Supplied records.

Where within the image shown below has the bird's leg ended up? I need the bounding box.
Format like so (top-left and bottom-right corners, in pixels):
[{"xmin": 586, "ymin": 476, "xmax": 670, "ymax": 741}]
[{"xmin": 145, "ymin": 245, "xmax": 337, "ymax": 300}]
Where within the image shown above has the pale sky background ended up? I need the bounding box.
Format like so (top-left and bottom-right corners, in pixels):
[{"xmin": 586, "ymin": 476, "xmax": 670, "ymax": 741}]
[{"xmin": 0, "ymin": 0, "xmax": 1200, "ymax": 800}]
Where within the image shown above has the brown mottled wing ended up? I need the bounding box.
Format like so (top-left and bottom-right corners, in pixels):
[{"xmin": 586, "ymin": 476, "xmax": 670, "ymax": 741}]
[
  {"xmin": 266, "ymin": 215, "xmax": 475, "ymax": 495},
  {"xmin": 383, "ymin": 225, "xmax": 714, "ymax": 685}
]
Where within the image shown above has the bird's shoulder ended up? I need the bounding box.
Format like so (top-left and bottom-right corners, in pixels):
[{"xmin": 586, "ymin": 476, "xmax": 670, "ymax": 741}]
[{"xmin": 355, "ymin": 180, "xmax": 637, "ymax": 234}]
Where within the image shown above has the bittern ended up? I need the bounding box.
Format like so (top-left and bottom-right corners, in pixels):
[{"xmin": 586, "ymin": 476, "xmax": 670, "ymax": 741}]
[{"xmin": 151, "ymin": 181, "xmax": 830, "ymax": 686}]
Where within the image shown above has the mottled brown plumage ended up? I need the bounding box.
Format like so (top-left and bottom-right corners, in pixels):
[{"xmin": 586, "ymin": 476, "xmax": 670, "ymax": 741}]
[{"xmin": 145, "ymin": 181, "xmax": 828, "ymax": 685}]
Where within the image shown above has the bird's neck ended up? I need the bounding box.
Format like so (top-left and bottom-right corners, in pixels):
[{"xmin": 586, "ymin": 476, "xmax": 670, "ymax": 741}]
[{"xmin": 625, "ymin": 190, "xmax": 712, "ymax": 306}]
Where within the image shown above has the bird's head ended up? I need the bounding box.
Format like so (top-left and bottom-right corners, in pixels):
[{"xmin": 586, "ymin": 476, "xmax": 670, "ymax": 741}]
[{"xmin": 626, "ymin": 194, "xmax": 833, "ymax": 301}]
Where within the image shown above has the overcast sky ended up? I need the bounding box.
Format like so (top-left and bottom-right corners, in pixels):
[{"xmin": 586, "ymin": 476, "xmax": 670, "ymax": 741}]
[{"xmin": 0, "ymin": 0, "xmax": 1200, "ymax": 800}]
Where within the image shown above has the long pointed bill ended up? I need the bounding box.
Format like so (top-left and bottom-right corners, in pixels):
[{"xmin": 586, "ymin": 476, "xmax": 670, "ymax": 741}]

Problem to work on. Write out all the items above again, switching every "ended up" to "landed" and leaving everything else unchanged.

Exercise output.
Where within the image shown below has the bird's leg landed? I need the bounding box.
Format like so (top-left and bottom-right corners, in pixels):
[{"xmin": 586, "ymin": 476, "xmax": 670, "ymax": 741}]
[{"xmin": 145, "ymin": 245, "xmax": 337, "ymax": 300}]
Where within the image shown above has the pale sky background landed? I need the bounding box.
Format like so (top-left and bottom-right corners, in pixels):
[{"xmin": 586, "ymin": 476, "xmax": 670, "ymax": 741}]
[{"xmin": 0, "ymin": 0, "xmax": 1200, "ymax": 800}]
Where within the image shown above has the brown mottled wing landed? I need the bounding box.
Format like so (top-left and bottom-right corners, in pixels):
[{"xmin": 586, "ymin": 476, "xmax": 670, "ymax": 741}]
[
  {"xmin": 266, "ymin": 215, "xmax": 475, "ymax": 495},
  {"xmin": 383, "ymin": 225, "xmax": 714, "ymax": 685}
]
Where within the image shown above has the bird's shoulder landed? I need the bounding box.
Format like so (top-left and bottom-right corners, in pixels):
[{"xmin": 586, "ymin": 476, "xmax": 670, "ymax": 741}]
[{"xmin": 355, "ymin": 180, "xmax": 637, "ymax": 234}]
Where within the image shown above has the bittern landed? I need the bounding box.
Format like so (top-left and bottom-right corners, in pixels):
[{"xmin": 586, "ymin": 476, "xmax": 670, "ymax": 741}]
[{"xmin": 151, "ymin": 181, "xmax": 830, "ymax": 686}]
Where within the image shown above has the mottled brown plumage landed? I need the bounding box.
Format like so (top-left and bottom-right corners, in pixels):
[{"xmin": 586, "ymin": 476, "xmax": 670, "ymax": 741}]
[{"xmin": 145, "ymin": 181, "xmax": 828, "ymax": 685}]
Where within the image shown above has the bird's neck landed? I need the bounding box.
Format like so (top-left and bottom-right corners, in pixels):
[{"xmin": 586, "ymin": 476, "xmax": 670, "ymax": 741}]
[{"xmin": 625, "ymin": 190, "xmax": 712, "ymax": 306}]
Where within the image shown above has the bird's head landed? I need the bounding box.
Format like so (top-left and bottom-right corners, in pixels):
[{"xmin": 586, "ymin": 476, "xmax": 670, "ymax": 741}]
[{"xmin": 626, "ymin": 194, "xmax": 833, "ymax": 301}]
Where within the image shown above has the overcast sky landed? I need the bounding box.
Format like so (top-left and bottom-right corners, in pixels):
[{"xmin": 586, "ymin": 476, "xmax": 670, "ymax": 741}]
[{"xmin": 0, "ymin": 0, "xmax": 1200, "ymax": 800}]
Where within the image shown above has the long pointed bill landed? I need the bounding box.
Format like so (top-left and bottom-right corners, in pixels):
[{"xmin": 586, "ymin": 476, "xmax": 670, "ymax": 741}]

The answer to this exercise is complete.